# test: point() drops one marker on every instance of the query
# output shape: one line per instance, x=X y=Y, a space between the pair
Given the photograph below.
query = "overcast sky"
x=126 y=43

******

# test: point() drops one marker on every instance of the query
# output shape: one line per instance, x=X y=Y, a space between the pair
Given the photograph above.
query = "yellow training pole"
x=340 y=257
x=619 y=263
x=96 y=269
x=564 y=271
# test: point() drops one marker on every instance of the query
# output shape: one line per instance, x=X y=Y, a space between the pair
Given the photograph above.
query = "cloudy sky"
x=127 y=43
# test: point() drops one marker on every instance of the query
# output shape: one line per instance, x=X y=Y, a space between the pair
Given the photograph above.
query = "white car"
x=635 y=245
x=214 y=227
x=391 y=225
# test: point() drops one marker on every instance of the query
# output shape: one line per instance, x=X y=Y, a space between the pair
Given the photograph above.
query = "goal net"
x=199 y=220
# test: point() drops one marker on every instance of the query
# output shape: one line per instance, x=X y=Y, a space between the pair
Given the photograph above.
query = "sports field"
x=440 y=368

******

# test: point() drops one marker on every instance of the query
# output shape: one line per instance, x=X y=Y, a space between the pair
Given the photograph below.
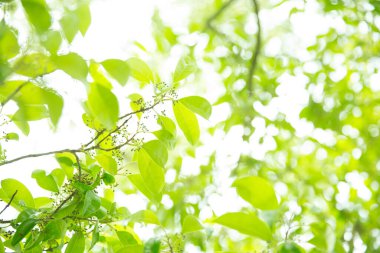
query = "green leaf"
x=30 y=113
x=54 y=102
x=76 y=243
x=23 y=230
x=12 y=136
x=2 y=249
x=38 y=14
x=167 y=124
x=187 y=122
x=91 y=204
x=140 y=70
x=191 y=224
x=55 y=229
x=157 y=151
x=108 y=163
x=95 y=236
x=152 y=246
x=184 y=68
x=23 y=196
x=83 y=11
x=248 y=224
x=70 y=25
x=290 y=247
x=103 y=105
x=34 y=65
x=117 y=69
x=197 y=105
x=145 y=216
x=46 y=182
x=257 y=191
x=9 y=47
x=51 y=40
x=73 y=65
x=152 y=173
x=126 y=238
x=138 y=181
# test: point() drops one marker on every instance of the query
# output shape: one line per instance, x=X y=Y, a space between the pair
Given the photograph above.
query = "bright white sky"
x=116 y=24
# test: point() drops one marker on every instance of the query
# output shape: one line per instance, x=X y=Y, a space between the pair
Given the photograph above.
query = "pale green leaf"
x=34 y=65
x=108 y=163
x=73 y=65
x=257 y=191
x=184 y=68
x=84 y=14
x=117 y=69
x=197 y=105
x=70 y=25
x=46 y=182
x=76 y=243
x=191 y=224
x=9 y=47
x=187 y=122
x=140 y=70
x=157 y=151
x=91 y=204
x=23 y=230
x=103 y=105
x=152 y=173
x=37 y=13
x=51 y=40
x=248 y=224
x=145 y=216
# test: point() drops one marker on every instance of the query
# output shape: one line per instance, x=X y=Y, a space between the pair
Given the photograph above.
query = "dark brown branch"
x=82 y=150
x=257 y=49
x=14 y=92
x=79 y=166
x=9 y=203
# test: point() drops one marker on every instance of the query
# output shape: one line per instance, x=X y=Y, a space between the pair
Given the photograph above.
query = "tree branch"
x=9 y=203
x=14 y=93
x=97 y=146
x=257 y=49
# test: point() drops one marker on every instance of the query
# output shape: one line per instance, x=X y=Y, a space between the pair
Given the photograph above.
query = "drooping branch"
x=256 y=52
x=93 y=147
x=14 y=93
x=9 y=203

******

Pull out every line in the listing above that contains the string "branch", matching case exactly.

query = "dark brown branch"
query = "tree branch"
query = "drooping branch"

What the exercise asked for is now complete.